#### Assignment
Each line below should be restated exactly, with nothing dropped.
_ _ _ _ _
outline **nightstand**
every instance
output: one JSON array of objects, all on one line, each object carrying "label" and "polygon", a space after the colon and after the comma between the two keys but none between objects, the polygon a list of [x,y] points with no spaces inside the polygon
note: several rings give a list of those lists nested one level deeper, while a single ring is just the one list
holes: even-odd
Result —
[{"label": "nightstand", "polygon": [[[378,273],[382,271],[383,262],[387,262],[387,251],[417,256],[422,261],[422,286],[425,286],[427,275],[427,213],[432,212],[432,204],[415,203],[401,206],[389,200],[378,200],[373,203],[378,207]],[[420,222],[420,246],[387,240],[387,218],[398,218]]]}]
_ _ _ _ _
#### Result for this exercise
outline **nightstand**
every instance
output: one JSON array of objects, all on one line, each object carrying "label" and "polygon", a space after the colon and after the comma between the two keys but none between objects, the polygon a list of [x,y] points with no spaces inside the polygon
note: several rings give a list of those lists nested one level deeper, while a single ring is just the one list
holes: even-odd
Result —
[{"label": "nightstand", "polygon": [[[378,273],[382,271],[383,262],[387,262],[387,251],[417,256],[422,261],[422,286],[425,286],[427,275],[427,213],[432,212],[432,204],[415,203],[401,206],[389,200],[378,200],[373,203],[378,207]],[[420,222],[420,246],[387,240],[387,218],[398,218]]]}]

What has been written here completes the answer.